Please rewrite the items between the lines holding "If you could mark the white page" and "<point>149,139</point>", inclusive, swapping "porch" for "veranda" and leaving everything else unchanged.

-------- Provided entries

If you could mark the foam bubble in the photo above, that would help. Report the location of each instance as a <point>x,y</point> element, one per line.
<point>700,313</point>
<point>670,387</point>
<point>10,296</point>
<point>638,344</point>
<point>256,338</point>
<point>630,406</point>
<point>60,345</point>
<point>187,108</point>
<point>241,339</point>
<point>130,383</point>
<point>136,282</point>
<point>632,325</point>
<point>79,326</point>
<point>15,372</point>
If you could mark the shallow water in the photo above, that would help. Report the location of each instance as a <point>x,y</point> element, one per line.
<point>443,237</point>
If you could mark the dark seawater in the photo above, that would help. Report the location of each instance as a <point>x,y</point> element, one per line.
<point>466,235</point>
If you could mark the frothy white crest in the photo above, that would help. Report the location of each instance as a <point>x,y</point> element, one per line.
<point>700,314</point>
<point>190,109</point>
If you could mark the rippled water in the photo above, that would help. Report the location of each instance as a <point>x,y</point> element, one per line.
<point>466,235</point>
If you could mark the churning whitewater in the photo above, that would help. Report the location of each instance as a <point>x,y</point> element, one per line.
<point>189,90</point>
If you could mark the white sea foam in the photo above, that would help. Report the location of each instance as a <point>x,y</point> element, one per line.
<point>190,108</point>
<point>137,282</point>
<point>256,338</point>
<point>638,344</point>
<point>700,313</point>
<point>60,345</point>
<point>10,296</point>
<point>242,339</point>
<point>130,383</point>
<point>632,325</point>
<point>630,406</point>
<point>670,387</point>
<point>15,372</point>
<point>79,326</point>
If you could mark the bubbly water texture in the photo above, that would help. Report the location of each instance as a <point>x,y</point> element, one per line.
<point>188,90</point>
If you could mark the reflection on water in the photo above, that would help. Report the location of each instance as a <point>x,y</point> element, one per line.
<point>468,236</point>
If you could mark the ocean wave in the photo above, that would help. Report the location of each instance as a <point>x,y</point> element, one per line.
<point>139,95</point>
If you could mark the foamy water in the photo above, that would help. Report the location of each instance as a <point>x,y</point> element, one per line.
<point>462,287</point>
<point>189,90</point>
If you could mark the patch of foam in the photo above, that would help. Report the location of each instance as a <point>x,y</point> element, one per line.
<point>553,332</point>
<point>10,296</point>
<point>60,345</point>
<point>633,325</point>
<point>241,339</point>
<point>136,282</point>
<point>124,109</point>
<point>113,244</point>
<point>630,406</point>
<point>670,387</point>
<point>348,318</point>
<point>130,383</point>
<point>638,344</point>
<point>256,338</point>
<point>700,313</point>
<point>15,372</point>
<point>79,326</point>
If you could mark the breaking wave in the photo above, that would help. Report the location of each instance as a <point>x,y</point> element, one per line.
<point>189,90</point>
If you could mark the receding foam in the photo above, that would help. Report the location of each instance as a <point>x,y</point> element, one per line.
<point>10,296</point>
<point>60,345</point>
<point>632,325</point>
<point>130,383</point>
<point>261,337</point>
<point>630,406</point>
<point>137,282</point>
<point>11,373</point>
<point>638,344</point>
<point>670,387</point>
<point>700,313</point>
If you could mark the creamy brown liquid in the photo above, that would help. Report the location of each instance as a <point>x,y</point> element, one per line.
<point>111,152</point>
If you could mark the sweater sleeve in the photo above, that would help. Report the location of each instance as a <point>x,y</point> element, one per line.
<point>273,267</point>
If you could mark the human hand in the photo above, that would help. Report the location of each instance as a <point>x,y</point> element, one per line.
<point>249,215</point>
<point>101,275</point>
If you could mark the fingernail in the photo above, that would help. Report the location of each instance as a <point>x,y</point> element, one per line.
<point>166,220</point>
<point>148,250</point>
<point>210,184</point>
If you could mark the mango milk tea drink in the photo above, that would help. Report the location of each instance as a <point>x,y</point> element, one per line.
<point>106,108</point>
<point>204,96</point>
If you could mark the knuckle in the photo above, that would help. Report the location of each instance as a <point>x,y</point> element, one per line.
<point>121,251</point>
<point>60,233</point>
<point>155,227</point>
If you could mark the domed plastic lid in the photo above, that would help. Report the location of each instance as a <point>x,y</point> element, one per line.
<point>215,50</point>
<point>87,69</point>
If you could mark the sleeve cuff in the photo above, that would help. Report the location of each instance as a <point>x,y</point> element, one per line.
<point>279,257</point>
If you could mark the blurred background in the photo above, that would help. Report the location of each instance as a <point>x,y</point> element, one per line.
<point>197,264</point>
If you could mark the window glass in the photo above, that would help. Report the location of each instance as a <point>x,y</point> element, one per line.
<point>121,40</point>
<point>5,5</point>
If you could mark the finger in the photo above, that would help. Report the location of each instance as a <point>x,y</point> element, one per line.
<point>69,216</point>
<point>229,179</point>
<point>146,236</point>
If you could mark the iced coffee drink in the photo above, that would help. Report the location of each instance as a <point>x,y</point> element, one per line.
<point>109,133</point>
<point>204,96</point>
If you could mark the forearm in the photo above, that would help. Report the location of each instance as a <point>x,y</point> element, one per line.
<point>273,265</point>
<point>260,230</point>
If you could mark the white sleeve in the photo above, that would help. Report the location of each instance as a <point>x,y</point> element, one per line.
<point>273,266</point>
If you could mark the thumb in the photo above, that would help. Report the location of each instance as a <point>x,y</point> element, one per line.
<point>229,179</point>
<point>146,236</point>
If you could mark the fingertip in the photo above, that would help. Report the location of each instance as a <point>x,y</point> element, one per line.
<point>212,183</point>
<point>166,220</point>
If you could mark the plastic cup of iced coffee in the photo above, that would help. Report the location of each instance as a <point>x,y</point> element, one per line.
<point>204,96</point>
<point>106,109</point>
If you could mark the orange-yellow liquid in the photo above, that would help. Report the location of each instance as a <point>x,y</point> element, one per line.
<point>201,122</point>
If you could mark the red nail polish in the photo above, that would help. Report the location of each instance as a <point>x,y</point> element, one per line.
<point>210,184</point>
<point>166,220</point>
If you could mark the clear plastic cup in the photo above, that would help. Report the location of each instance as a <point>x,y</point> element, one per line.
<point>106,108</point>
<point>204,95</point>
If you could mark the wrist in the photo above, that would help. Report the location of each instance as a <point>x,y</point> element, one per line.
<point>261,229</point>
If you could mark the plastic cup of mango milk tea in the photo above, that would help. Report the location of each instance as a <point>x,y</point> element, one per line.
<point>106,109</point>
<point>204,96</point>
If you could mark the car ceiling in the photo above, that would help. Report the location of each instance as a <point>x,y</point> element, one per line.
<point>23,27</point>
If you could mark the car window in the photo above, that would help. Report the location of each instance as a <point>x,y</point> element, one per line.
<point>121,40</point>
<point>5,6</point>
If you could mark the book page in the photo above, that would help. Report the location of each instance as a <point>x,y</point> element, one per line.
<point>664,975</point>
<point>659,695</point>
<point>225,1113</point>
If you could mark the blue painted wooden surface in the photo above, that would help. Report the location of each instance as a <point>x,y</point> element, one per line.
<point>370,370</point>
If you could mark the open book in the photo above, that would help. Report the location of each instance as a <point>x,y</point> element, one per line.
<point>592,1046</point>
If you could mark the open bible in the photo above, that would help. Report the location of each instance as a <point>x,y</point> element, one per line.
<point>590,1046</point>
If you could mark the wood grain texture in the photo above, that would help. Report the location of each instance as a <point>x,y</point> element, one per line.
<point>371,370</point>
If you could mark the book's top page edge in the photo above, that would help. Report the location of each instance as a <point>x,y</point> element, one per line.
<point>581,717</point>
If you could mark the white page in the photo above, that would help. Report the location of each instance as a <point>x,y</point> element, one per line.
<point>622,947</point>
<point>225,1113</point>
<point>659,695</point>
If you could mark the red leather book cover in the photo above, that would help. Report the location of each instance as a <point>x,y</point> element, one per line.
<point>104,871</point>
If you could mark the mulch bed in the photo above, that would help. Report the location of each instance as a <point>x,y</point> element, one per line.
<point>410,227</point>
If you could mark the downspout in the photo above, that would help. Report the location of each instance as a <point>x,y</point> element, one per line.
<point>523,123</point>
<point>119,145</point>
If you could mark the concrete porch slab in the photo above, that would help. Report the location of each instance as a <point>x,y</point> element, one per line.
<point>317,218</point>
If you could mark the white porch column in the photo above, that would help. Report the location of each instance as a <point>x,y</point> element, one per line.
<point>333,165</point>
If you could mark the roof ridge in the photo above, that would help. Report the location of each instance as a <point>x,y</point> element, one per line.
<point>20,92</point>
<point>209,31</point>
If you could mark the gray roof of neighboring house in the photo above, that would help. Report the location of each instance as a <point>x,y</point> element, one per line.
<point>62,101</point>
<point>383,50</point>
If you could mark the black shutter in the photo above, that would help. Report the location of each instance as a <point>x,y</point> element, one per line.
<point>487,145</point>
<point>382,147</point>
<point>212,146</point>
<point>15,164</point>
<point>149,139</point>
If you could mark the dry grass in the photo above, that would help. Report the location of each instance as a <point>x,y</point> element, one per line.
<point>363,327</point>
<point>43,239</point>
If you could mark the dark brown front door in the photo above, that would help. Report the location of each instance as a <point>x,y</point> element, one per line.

----------------

Solved exercise:
If you could mark the white page in the photo above, that would help. Report the location of each instance as a <point>x,y</point> element, one per line.
<point>622,947</point>
<point>225,1113</point>
<point>659,695</point>
If you could mark the red leather book cover in the photo above, that would help. Report the location of each instance as a <point>x,y</point> element, one per line.
<point>104,871</point>
If you could mark the mulch bed in the photo above, that would help. Report the location of each instance as a <point>x,y</point> element, one per line.
<point>410,227</point>
If you could mark the downspout in the photo above, that would help. Report the location of each instance as a <point>x,y</point> element, one per line.
<point>523,123</point>
<point>119,145</point>
If you could mark the concrete veranda slab in the photo above, that would help. Report the location of each instance as a <point>x,y</point> element, one per line.
<point>317,218</point>
If you could mark the white veranda column in the photo above, that would help. Report the location of each instance as a <point>x,y</point> element, one per line.
<point>333,165</point>
If you could mark the roof ridge in the photo above, that would help. Report the location of each instance as a <point>x,y</point> element, one per line.
<point>20,92</point>
<point>209,31</point>
If you could mark the gray roof of neighboring house in the photo above, that would help. Report the location of each instance as a <point>x,y</point> element, one per line.
<point>62,101</point>
<point>383,50</point>
If you could mark the black shutter in the photo above, that would help. Report the location of each instance as a <point>x,y</point> element, one per line.
<point>487,145</point>
<point>382,147</point>
<point>212,146</point>
<point>15,164</point>
<point>149,139</point>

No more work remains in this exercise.